[Excerpts of pointing data]

============

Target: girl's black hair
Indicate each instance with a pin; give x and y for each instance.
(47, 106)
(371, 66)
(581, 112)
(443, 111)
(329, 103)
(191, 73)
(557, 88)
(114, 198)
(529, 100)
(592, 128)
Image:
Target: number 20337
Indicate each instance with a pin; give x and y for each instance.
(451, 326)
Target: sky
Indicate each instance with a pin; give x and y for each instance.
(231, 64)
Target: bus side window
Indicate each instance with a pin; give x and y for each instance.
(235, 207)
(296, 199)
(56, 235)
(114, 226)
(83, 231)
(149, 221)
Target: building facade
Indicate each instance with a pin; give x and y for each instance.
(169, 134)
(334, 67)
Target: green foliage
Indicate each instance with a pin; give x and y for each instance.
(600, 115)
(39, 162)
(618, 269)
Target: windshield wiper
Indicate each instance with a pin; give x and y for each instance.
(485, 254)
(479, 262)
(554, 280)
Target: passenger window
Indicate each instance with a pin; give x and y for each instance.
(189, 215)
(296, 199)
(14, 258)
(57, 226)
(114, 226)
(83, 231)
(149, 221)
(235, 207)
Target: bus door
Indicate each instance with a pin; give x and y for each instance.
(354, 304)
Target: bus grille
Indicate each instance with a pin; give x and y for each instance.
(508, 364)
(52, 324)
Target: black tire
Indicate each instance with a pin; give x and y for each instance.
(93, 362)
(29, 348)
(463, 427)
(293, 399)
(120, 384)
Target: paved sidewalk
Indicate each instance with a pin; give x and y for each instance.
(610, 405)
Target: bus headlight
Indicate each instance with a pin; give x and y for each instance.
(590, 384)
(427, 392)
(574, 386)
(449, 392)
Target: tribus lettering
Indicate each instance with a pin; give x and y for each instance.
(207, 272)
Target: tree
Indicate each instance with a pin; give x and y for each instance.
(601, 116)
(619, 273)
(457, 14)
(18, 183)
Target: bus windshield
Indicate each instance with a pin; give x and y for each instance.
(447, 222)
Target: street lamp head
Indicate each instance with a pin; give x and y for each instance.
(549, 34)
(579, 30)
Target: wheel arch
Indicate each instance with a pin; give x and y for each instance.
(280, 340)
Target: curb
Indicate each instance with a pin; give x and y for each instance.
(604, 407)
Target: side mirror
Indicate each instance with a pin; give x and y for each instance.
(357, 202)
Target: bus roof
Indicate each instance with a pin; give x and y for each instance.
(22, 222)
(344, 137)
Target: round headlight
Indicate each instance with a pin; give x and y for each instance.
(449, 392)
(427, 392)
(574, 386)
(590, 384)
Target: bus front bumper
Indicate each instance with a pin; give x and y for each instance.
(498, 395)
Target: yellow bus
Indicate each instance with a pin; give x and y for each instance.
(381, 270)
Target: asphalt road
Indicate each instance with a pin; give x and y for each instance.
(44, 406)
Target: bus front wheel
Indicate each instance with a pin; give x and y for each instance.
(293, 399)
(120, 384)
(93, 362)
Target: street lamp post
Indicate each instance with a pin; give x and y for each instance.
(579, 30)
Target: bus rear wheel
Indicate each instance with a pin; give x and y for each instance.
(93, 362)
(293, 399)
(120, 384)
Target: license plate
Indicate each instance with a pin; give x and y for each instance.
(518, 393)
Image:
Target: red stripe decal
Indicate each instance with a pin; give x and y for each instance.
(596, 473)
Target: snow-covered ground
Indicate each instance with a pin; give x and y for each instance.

============

GIVEN PROBLEM ->
Set down all of the data above, word for word.

EXPECTED OUTPUT ->
Target: girl's black hair
Indicate each instance with a pin; give x and y for each instance.
(47, 106)
(371, 66)
(581, 112)
(443, 111)
(329, 103)
(191, 73)
(557, 88)
(114, 198)
(529, 100)
(592, 128)
Image:
Target: number 20337
Indicate each instance with a pin; give x and y for each instance.
(451, 326)
Target: sky
Indicate each instance with a pin; give x and y for each instance.
(231, 64)
Target: bus side window
Indicate each instance with a pin; give x and y for each instance.
(235, 207)
(296, 199)
(56, 235)
(114, 226)
(83, 231)
(149, 221)
Target: building facade
Indicate each instance with a pin; give x and y for each instance.
(169, 134)
(334, 67)
Target: green foliage
Indicate each instance with a pin; give x and y for each instance.
(600, 115)
(39, 162)
(618, 269)
Target: windshield wiper
Indicate each instance with a pin; give x and y for each instance.
(485, 254)
(479, 262)
(554, 280)
Target: passenger window
Indicate each instance with a pin; give x and y for each instance.
(189, 215)
(296, 199)
(14, 258)
(57, 226)
(114, 226)
(83, 231)
(149, 221)
(235, 207)
Target: bus door
Indicate each instance with a pin; give x and y for each instance.
(354, 304)
Target: bus grille
Indicate each instance with a pin; give x and y for each instance.
(508, 364)
(52, 324)
Target: black tire
Indicate each instance with a pin; give x and y for each instance.
(93, 362)
(29, 348)
(463, 427)
(293, 399)
(120, 384)
Target: paved sidewalk
Indicate each instance with a pin; give x and y for each instance.
(610, 405)
Target: bus headlight
Indicate each instance with a pin; give x and y for each instance.
(590, 384)
(427, 392)
(574, 386)
(449, 392)
Target: tribus lettering
Indicate each instance with a pin; give x and y for each instance.
(207, 272)
Target: tree
Indicate each instance with a pin; give x and y for each instance.
(601, 116)
(619, 273)
(457, 14)
(18, 183)
Target: bus windshield
Indicate each instance with a pin; give x and y for each instance.
(447, 222)
Target: street lamp head
Indicate each instance with a pin; give x and y for each instance.
(549, 34)
(579, 30)
Target: wheel arch
Indicate each instance with a pin; give x and y for each instance.
(280, 340)
Target: curb
Indicate each instance with a pin; give x and y for each instance.
(604, 407)
Target: side mirror
Indicate each instance with a pin; give x and y for each instance.
(357, 202)
Target: bus roof
Indicate each instance with a pin; give x and y for each instance.
(22, 222)
(344, 137)
Target: round headlight
Indicate each instance with a pin; give x and y for each instance.
(449, 392)
(427, 392)
(574, 386)
(590, 384)
Target: bus front bumper
Indicate each instance with a pin; give x and y for each instance.
(498, 395)
Target: yellow bus
Indicate each instance with a pin; give x and y for each instance.
(381, 270)
Target: asphalt road
Indicate each instance with a pin; give x and y for each instance.
(44, 406)
Target: bus front wheel
Indicate each instance with a pin; give x and y for each instance.
(293, 399)
(120, 384)
(93, 362)
Target: street lamp post
Indicate each instance with a pin; give x and y for each instance.
(579, 30)
Target: bus rear wheel
Indicate each instance with a pin; give x and y for each instance.
(93, 362)
(293, 399)
(120, 384)
Target: license plate
Indicate each instance with a pin; give x and y for each instance.
(518, 393)
Image:
Target: red stripe decal
Indicate each instance with a pin; give x and y for each instance.
(596, 473)
Target: snow-covered ground
Indicate each instance with a pin; give x and y for each instance.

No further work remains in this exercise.